Task instructions.
Rewrite the whole listing below line for line, adjusting each x and y coordinate in the answers by -121. Leave every other line as it is, including the sample coordinates.

Dataset extract.

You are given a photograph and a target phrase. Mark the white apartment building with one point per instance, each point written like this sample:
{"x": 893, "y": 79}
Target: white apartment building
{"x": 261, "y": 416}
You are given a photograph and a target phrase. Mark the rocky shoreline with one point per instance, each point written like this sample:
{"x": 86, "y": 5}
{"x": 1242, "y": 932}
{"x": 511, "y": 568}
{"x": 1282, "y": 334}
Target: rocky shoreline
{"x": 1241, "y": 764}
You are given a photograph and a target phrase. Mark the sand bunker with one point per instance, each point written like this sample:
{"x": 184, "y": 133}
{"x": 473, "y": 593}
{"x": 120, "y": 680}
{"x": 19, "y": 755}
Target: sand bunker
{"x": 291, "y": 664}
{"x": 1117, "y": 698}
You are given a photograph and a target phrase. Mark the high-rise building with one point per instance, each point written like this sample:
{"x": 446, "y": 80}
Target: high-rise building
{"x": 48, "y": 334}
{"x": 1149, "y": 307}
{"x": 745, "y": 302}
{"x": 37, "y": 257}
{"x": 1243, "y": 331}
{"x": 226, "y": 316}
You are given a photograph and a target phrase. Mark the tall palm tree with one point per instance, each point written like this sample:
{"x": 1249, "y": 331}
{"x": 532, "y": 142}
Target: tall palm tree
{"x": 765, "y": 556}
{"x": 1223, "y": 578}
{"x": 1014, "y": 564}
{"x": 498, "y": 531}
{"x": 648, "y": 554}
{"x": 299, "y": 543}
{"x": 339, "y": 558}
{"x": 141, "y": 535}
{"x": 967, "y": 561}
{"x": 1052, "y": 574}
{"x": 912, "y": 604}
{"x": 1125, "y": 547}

Task response.
You are given a photograph and a target phrase. Mark the white apartment building with one point per instance, each point written like this sample:
{"x": 893, "y": 79}
Target: white apartment building
{"x": 140, "y": 295}
You are given a photograph and a target phrase. Mark the rocky shoreline with one point per instance, each point written like this sample:
{"x": 86, "y": 5}
{"x": 1242, "y": 932}
{"x": 511, "y": 568}
{"x": 1282, "y": 334}
Target: rocky shoreline
{"x": 1120, "y": 643}
You are given a photograph and a target phrase. Mark the sand bunker with one point per instance, each point written like this sample:
{"x": 184, "y": 133}
{"x": 473, "y": 593}
{"x": 120, "y": 680}
{"x": 19, "y": 755}
Target: sand bunker
{"x": 170, "y": 543}
{"x": 996, "y": 577}
You are given a photograph and a target phrase. Mark the high-rise building with one point per instance, each point written like this sample:
{"x": 446, "y": 80}
Target: high-rise building
{"x": -73, "y": 213}
{"x": 1028, "y": 186}
{"x": 624, "y": 181}
{"x": -84, "y": 136}
{"x": 1122, "y": 210}
{"x": 105, "y": 195}
You are given a photograph and a target phrase. Mark the tall palm tree with one point per instance, each point written like this sample:
{"x": 1249, "y": 331}
{"x": 532, "y": 142}
Target: tall palm tree
{"x": 644, "y": 435}
{"x": 1102, "y": 457}
{"x": 893, "y": 443}
{"x": 377, "y": 410}
{"x": 527, "y": 433}
{"x": 178, "y": 422}
{"x": 218, "y": 437}
{"x": 20, "y": 414}
{"x": 846, "y": 440}
{"x": 931, "y": 453}
{"x": 791, "y": 483}
{"x": 1004, "y": 426}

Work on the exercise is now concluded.